Render the data below as a numbered list, starting at its first line and ending with the line that contains "[[48, 215], [314, 662]]", including that line. Leave out any blank lines.

Information supplied:
=-=-=-=-=

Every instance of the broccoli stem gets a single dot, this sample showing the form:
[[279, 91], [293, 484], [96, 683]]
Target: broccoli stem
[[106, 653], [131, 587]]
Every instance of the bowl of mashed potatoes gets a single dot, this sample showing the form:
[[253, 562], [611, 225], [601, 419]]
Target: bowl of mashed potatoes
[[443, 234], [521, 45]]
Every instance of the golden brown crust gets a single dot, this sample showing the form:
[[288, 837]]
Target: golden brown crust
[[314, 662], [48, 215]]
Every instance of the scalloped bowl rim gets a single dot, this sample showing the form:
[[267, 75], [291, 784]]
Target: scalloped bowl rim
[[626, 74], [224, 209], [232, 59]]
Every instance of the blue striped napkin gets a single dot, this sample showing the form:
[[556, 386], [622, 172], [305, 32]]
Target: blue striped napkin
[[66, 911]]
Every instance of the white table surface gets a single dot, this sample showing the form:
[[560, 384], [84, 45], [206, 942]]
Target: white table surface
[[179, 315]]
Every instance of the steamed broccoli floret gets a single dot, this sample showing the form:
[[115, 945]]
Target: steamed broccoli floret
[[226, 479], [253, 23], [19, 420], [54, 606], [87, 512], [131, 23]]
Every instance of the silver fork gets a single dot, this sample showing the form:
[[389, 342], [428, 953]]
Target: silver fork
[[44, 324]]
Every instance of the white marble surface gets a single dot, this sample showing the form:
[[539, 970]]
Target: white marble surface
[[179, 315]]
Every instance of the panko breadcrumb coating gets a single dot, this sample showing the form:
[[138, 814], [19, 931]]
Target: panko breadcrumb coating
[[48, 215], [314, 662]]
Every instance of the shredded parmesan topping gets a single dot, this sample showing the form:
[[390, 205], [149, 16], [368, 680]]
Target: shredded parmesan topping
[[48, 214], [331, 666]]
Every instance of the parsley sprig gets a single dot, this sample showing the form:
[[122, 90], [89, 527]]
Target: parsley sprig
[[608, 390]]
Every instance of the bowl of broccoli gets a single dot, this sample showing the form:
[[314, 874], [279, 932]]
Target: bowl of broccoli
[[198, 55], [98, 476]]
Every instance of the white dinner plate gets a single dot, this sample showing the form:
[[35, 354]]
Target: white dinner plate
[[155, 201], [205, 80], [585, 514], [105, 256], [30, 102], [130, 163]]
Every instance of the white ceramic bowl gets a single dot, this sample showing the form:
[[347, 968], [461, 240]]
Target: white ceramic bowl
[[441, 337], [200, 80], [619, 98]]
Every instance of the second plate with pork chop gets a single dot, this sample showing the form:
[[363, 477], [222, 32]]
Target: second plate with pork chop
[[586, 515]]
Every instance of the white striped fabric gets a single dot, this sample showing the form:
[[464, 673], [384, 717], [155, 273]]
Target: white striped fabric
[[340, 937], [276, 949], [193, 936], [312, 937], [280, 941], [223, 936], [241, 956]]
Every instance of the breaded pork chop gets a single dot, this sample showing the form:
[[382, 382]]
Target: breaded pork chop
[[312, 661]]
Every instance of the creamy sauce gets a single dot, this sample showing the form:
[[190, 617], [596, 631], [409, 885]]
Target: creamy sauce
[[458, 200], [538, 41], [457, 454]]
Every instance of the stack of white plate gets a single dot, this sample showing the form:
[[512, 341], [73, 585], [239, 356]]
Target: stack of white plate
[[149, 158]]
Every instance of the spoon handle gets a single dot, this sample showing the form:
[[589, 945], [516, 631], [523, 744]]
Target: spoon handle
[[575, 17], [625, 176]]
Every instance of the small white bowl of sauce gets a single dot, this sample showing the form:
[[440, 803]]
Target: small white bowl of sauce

=-=-=-=-=

Answer to the problem:
1. Every instance of the broccoli stem gets a single dot, this sample showing the form:
2. [[279, 91], [293, 484], [96, 683]]
3. Target: broccoli stem
4. [[106, 653], [131, 587]]
5. Every instance of the bowl of mashed potatoes gets a single dot, this sample showing the form:
6. [[253, 562], [611, 225], [601, 419]]
7. Target: bowl of mashed potatoes
8. [[443, 234], [521, 45]]
9. Every instance of the golden brown crust gets a single dot, this sample showing the form:
10. [[288, 837]]
11. Target: golden brown crust
12. [[314, 662], [48, 215]]
13. Every instance of the scalloped bowl rim gets a single dot, this sample showing the form:
14. [[267, 75], [291, 784]]
15. Target: scalloped bowl rim
16. [[626, 74], [224, 209], [232, 59]]
17. Every instance of the blue striped napkin gets a single dot, this sample showing the form:
18. [[556, 386], [622, 172], [305, 32]]
19. Target: blue striped napkin
20. [[66, 911]]
21. Every instance of the white table surface gets a single dot, this sample showing the form:
22. [[560, 384], [84, 45], [206, 942]]
23. Target: white table surface
24. [[179, 315]]
25. Every instance of the steamed broccoli floret gets a single dot, this sample showing the form:
26. [[115, 945]]
27. Target: steamed broccoli floret
28. [[226, 479], [253, 23], [19, 420], [54, 606], [87, 512], [131, 23]]
29. Every instance of the silver fork gets a single dot, this sample showing the form:
30. [[389, 342], [428, 953]]
31. Target: silver fork
32. [[44, 324]]
33. Every instance of the white marble surface gets a single dot, this sample showing the form:
34. [[539, 970]]
35. Target: white marble surface
36. [[179, 315]]
37. Every instance of the panko breadcrumb coating gets a single dot, this sample showing the form:
38. [[138, 814], [19, 931]]
39. Target: panko breadcrumb coating
40. [[48, 215], [314, 662]]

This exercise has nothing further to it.